***** Données à traiter *****

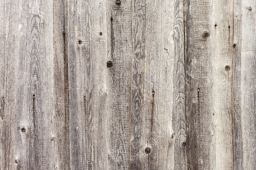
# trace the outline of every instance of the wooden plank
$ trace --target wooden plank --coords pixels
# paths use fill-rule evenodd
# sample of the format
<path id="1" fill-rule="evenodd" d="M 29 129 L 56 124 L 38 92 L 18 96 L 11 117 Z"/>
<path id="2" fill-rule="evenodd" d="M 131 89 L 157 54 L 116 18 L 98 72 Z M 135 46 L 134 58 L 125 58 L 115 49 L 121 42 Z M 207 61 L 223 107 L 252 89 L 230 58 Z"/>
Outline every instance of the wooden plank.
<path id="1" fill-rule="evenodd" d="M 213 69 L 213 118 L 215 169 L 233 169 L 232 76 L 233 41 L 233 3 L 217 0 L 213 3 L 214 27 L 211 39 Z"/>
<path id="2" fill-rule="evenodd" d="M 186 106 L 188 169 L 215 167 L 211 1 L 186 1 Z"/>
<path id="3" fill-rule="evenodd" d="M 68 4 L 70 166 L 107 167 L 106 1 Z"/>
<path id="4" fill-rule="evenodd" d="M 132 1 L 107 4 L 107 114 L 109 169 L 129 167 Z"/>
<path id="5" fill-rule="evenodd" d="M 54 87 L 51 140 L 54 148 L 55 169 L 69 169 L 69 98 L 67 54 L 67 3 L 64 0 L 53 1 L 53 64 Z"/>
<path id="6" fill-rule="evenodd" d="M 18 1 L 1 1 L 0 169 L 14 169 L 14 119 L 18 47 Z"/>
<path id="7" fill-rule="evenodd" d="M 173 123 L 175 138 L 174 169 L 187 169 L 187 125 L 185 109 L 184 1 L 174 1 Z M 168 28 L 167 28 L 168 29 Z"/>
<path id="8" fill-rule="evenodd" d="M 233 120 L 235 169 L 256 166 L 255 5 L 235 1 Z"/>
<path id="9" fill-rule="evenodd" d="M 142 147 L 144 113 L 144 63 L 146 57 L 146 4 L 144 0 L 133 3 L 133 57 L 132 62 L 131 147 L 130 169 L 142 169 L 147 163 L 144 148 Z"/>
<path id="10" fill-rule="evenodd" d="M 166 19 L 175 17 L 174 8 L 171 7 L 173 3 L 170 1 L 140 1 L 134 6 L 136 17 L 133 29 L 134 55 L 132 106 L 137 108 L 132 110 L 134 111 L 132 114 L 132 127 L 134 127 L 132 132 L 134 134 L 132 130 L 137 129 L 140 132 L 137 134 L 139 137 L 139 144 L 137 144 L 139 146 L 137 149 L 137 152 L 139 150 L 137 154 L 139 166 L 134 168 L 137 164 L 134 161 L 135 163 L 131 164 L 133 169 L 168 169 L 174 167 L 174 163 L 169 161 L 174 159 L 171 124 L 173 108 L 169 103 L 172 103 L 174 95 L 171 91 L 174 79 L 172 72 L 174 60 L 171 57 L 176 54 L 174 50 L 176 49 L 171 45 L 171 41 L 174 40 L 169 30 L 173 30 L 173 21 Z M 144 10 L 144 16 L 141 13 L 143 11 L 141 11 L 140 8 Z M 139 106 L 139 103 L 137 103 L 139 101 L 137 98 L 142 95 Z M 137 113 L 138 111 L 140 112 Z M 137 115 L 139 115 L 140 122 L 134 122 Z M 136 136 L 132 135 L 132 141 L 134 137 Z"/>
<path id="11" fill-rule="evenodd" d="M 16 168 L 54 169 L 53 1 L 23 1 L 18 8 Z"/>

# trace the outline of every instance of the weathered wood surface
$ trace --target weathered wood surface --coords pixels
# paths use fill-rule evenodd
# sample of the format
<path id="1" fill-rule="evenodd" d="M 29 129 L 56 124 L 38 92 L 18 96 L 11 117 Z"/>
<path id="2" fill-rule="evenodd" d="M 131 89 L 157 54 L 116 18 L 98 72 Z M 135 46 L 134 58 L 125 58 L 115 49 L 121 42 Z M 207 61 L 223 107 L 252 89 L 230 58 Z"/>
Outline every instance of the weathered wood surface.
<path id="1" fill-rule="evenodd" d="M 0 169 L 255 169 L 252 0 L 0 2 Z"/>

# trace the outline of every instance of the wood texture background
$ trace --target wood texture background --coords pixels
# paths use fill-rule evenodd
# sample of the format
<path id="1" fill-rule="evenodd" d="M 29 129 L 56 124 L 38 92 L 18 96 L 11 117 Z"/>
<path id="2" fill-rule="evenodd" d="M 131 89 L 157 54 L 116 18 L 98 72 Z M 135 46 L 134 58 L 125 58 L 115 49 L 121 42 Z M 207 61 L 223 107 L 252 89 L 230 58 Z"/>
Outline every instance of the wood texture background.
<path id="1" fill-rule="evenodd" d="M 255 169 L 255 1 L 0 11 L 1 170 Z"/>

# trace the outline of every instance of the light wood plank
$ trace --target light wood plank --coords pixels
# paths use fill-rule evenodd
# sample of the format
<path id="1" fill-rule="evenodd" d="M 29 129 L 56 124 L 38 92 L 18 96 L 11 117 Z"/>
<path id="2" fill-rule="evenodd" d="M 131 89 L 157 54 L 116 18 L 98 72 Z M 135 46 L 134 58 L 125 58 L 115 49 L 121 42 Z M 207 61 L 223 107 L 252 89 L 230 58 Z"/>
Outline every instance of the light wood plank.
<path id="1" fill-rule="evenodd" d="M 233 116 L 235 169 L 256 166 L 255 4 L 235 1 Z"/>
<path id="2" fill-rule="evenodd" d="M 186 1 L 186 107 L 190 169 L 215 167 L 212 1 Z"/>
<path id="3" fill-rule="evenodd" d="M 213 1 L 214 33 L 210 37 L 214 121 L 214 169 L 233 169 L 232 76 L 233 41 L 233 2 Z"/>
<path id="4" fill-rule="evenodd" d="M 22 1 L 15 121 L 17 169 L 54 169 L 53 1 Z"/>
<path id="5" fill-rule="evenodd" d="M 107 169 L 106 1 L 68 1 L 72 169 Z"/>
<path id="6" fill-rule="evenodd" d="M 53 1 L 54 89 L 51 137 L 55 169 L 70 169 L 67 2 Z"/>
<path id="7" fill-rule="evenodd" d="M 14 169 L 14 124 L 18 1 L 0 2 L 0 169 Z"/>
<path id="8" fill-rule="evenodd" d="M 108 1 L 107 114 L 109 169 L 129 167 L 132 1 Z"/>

*****
***** Données à traiter *****

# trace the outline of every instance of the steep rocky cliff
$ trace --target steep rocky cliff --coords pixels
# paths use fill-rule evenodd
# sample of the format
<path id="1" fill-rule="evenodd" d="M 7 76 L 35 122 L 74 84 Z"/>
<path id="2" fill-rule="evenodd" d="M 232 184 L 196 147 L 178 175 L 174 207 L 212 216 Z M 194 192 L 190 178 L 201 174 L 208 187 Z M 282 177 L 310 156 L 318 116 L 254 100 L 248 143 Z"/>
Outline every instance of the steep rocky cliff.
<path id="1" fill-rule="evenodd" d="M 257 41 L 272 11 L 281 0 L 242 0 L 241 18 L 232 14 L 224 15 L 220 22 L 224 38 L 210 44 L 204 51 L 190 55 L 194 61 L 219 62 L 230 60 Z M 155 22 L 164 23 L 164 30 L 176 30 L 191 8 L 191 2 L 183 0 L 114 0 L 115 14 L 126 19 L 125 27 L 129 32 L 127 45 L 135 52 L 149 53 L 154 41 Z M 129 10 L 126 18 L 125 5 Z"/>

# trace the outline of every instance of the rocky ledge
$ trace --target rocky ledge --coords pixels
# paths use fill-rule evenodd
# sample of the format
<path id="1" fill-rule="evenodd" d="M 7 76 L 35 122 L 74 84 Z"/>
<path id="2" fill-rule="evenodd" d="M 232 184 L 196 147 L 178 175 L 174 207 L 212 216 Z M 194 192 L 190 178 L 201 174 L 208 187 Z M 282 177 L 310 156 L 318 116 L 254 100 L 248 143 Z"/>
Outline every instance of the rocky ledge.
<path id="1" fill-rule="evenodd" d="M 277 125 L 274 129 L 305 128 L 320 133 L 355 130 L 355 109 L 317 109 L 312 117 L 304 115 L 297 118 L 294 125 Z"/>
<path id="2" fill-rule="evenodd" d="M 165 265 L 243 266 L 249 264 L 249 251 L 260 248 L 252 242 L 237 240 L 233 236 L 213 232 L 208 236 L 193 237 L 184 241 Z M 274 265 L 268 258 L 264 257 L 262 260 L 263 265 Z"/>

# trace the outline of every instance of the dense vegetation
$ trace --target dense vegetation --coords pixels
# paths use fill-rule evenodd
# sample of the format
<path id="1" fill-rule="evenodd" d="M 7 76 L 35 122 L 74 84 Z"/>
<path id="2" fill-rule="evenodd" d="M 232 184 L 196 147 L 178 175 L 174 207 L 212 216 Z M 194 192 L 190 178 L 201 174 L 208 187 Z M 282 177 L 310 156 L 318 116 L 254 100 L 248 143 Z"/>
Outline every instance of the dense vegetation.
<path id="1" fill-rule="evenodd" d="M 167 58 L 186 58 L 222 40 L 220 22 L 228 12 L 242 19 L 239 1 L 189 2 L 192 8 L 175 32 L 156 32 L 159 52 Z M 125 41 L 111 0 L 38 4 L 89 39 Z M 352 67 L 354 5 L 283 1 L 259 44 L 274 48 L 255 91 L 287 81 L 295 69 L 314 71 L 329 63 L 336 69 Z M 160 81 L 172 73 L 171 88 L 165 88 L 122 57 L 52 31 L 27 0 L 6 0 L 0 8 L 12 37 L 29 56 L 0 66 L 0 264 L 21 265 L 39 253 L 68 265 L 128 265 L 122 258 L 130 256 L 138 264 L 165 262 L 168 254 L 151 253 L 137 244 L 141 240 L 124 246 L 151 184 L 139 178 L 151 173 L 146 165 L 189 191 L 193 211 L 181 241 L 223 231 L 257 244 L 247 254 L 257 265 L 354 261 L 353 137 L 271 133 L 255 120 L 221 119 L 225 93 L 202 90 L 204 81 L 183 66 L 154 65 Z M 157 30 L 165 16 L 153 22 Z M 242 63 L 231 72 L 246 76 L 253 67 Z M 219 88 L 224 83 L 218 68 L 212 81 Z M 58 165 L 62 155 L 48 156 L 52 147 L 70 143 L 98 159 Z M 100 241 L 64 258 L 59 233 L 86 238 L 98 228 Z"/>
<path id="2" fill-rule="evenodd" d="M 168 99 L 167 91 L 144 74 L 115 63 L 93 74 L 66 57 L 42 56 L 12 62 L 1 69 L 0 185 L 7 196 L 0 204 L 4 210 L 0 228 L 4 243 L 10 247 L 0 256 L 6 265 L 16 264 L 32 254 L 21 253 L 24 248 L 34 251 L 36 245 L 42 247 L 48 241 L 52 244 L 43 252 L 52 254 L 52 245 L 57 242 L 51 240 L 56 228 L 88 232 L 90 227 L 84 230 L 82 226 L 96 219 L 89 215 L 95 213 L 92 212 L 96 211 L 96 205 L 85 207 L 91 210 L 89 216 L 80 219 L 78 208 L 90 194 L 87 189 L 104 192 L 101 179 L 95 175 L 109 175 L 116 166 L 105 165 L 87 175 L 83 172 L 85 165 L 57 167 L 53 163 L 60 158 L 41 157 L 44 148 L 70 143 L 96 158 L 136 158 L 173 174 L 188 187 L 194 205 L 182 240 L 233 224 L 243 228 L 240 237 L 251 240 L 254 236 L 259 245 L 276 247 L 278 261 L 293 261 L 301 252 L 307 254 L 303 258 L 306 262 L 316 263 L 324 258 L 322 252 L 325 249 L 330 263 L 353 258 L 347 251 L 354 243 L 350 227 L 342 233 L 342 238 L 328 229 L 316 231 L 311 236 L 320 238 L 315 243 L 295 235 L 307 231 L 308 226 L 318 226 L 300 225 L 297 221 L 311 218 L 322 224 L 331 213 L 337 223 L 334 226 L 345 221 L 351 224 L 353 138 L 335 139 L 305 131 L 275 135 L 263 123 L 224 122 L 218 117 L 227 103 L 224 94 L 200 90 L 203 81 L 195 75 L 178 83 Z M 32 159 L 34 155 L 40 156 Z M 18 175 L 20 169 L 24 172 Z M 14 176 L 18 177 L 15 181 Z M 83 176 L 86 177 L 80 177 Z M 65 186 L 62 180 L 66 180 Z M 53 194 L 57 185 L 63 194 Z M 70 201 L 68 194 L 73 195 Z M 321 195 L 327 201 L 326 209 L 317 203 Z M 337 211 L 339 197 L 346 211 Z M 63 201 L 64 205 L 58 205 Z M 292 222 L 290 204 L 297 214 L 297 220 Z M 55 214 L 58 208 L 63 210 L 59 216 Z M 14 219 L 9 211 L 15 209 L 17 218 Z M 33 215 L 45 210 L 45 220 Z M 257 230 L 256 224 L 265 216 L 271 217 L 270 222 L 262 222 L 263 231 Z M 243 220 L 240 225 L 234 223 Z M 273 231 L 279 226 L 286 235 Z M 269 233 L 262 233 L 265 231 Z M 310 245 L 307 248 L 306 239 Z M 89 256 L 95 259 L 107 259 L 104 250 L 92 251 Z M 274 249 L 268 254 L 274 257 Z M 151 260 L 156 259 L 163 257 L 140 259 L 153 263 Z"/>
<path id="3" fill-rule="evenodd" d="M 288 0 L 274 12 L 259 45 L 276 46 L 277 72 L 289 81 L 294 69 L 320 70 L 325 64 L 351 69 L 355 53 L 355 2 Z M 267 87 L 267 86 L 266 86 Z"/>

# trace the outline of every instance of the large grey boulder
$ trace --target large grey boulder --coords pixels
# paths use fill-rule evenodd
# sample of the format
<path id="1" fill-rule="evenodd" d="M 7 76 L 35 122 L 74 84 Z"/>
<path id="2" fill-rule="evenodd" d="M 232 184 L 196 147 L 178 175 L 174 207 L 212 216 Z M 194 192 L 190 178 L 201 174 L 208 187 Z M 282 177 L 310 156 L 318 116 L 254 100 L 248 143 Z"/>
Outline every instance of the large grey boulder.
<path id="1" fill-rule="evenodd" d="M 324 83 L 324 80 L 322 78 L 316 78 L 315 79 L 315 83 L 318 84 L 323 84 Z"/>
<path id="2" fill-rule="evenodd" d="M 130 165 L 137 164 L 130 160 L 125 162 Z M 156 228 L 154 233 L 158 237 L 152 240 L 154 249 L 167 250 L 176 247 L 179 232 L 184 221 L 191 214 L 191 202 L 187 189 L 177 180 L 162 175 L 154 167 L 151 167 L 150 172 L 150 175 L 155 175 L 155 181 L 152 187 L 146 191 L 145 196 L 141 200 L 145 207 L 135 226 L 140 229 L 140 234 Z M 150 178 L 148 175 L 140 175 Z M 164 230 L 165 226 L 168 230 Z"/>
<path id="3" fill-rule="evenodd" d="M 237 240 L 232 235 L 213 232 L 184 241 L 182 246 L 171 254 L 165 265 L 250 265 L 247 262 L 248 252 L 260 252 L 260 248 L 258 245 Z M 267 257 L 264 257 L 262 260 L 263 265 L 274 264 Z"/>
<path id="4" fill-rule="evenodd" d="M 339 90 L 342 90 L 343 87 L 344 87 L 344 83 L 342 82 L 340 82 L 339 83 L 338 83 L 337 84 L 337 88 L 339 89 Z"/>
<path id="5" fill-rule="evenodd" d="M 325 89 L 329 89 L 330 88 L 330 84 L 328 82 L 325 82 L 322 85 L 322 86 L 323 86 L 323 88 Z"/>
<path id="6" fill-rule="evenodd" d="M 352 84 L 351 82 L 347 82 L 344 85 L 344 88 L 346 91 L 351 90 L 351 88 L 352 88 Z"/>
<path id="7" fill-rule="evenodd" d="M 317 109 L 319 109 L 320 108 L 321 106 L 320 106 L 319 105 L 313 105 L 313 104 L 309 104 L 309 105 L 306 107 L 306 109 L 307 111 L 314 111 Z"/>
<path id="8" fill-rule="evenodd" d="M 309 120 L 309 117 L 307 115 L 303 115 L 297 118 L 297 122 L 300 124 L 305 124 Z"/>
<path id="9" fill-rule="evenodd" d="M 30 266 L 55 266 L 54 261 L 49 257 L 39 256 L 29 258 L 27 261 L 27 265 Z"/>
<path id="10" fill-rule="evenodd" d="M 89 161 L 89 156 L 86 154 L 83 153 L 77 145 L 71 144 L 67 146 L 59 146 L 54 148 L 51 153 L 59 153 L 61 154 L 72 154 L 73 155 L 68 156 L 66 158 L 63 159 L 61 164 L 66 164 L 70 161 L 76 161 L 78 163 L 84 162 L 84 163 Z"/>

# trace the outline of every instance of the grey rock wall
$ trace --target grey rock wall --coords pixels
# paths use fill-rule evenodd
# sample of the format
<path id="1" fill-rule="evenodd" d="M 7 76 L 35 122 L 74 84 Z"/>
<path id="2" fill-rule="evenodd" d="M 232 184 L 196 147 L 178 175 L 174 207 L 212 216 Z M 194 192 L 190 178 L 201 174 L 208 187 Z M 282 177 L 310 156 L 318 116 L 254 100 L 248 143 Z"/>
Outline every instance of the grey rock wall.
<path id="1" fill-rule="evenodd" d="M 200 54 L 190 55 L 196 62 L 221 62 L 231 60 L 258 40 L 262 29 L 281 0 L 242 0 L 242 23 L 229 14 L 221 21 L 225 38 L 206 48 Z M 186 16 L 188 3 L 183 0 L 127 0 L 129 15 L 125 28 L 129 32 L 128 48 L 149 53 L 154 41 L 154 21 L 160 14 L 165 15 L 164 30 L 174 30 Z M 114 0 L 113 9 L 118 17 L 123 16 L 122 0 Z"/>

*****

• **Objectif**
Présentez en CSV à deux colonnes, texte et reponse, tout ce qui va de la ligne contenant « # trace the outline of every instance of the weathered » jusqu'à celle contenant « 0 169 L 255 », ces deux lignes comprises. Mettez une ligne par enregistrement, avec chaque valeur dans un seul champ entre guillemets et les retours à la ligne remplacés par des espaces.

• **Résultat de l'exercice**
texte,reponse
"# trace the outline of every instance of the weathered wood surface $ trace --target weathered wood surface --coords pixels # paths use fill-rule evenodd # sample of the format <path id=""1"" fill-rule=""evenodd"" d=""M 29 129 L 56 124 L 38 92 L 18 96 L 11 117 Z""/> <path id=""2"" fill-rule=""evenodd"" d=""M 131 89 L 157 54 L 116 18 L 98 72 Z M 135 46 L 134 58 L 125 58 L 115 49 L 121 42 Z M 207 61 L 223 107 L 252 89 L 230 58 Z""/> Outline every instance of the weathered wood surface.","<path id=""1"" fill-rule=""evenodd"" d=""M 0 169 L 255 169 L 252 0 L 0 2 Z""/>"